======== Task inputs ========
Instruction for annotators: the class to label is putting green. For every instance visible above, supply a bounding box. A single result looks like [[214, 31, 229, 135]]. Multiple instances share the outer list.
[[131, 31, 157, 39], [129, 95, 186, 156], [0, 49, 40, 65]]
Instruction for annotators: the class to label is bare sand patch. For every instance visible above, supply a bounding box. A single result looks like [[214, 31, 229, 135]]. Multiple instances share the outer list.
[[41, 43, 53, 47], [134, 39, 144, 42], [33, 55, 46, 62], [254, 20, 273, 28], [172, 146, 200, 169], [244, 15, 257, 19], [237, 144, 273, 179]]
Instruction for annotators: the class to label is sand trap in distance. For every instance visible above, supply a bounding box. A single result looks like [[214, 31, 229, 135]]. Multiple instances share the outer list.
========
§ **Stated exercise**: Reproduce everything from the start of the material down to the line containing "144, 273, 179]]", substituting "exposed sand area" for "bare sand patch" and leaving all else unchanged.

§ **Result for this task**:
Instruction for annotators: the class to label is putting green. For every instance visible above, supply a bounding box. A single result looks like [[214, 31, 229, 135]]. Multiple instances share the outer list.
[[131, 31, 157, 39], [129, 95, 186, 156], [0, 49, 40, 65]]
Instruction for annotators: the class to label is exposed sand area. For every instance visible above, supply a bounding box. A single result looks like [[214, 31, 229, 135]]. Multiple instances share the outer list.
[[41, 43, 53, 47], [134, 39, 144, 42], [33, 55, 46, 62], [254, 20, 273, 28], [172, 146, 200, 169], [244, 15, 257, 19], [237, 144, 273, 179]]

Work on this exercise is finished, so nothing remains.